**Required task**
Set every line down exactly, from the one that has "Indicate the small" through the final one, and keep the pictures out.

**Supplied material**
<<<<

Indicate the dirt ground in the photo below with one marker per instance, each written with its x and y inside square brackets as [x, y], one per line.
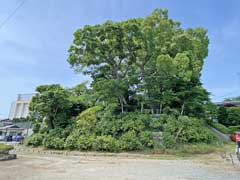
[53, 167]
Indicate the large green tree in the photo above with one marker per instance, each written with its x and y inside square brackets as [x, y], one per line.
[52, 105]
[150, 61]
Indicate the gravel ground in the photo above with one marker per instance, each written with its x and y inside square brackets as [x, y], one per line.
[45, 167]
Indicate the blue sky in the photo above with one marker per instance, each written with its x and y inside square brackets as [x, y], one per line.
[34, 42]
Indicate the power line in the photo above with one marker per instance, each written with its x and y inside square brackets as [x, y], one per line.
[13, 12]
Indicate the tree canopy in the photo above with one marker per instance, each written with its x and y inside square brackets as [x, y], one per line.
[139, 63]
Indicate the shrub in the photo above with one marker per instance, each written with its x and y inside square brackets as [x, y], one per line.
[146, 138]
[157, 124]
[129, 141]
[34, 140]
[234, 128]
[71, 141]
[86, 121]
[52, 142]
[186, 130]
[106, 143]
[5, 147]
[233, 116]
[221, 128]
[85, 142]
[36, 127]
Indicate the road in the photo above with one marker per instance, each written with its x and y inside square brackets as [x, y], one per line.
[46, 167]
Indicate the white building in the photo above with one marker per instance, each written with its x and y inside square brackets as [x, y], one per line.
[19, 108]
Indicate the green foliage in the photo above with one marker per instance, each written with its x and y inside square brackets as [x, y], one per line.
[34, 140]
[232, 99]
[222, 115]
[229, 116]
[36, 127]
[129, 141]
[138, 66]
[186, 130]
[106, 143]
[233, 116]
[5, 147]
[142, 63]
[221, 128]
[234, 129]
[146, 139]
[157, 123]
[52, 104]
[52, 142]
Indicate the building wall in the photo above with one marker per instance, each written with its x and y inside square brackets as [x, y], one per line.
[20, 108]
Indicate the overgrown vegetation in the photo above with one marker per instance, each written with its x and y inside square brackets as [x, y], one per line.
[145, 78]
[5, 147]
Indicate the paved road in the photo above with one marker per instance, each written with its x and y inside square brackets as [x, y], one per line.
[37, 167]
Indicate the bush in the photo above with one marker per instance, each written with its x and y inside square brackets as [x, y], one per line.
[221, 128]
[106, 143]
[186, 130]
[85, 142]
[86, 121]
[129, 141]
[5, 147]
[36, 127]
[146, 138]
[71, 141]
[34, 140]
[55, 139]
[52, 142]
[157, 124]
[234, 128]
[233, 116]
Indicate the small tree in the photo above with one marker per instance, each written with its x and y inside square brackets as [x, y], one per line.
[52, 104]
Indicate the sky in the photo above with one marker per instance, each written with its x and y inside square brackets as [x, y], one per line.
[35, 40]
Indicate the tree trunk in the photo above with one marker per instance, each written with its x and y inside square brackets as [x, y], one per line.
[182, 109]
[141, 107]
[160, 108]
[122, 108]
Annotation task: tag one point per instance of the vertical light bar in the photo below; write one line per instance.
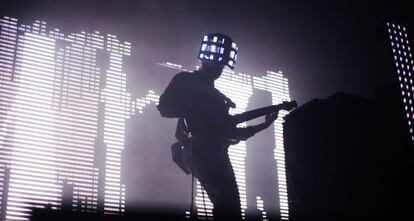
(404, 66)
(34, 144)
(76, 101)
(117, 110)
(50, 93)
(8, 41)
(260, 207)
(238, 87)
(278, 85)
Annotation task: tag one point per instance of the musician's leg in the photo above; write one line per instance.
(218, 179)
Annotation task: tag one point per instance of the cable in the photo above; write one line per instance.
(192, 216)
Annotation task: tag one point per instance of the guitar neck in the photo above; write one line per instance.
(249, 115)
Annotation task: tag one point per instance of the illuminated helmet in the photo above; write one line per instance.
(220, 48)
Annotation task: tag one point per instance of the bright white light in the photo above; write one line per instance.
(203, 47)
(232, 54)
(233, 45)
(213, 48)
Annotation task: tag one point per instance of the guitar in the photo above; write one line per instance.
(181, 150)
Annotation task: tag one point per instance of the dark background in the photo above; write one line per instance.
(321, 47)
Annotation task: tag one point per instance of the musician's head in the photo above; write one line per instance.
(217, 51)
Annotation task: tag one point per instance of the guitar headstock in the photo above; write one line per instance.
(288, 105)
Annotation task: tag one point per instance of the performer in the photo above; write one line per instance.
(205, 129)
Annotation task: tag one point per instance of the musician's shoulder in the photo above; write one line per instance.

>>>>

**Solved problem**
Indicate the small tree in the photo above with one marker per instance, each written with its x and y inside square brackets as [x, y], one per line.
[52, 104]
Indicate the sky in the photo above with one marker per instance, each written with its x and y inside square brackets as [x, y], one per line.
[35, 40]
Indicate the tree trunk in the photo above with one marker per instance, each written with its x and y inside square brackets as [x, y], one per line.
[182, 109]
[141, 107]
[160, 108]
[122, 108]
Annotation task: tag one point per instance of the vertical light bar in the photo below; write one line per instance.
(404, 66)
(34, 144)
(76, 101)
(117, 110)
(50, 93)
(8, 41)
(260, 207)
(238, 87)
(278, 85)
Annotation task: tag one point per instance of the musician's leg in the photo above; write one line per instance.
(218, 179)
Annotation task: tag one point per instance of the cable in the photo above; write one line per instance.
(192, 216)
Annotation task: tag one point per instance of the guitar neck in the photo above; write one line per instance.
(249, 115)
Annotation task: tag one point per instance of the illuminated helmet in the photo above; write one line per instance.
(220, 48)
Annotation task: tag one point per instance of the bright white light in the photo above; write one line per instance.
(203, 47)
(232, 54)
(233, 45)
(213, 48)
Annotation task: tag one point per instance of the guitar in the photo above; write one line per instance.
(181, 150)
Annotation task: tag one point per instance of the dark background in the photo above; write one line per instance.
(321, 47)
Annotation task: tag one point per instance of the musician's head in the photo above; write one line per instance.
(217, 51)
Annotation task: tag one point per instance of the guitar headstock in the photo above; write one line per instance.
(288, 105)
Annotation task: tag one point per instance of the performer in the photo above; write one line per instance.
(205, 129)
Annotation task: tag one point per instance of the musician's shoulder in the photo above; write one line per instance.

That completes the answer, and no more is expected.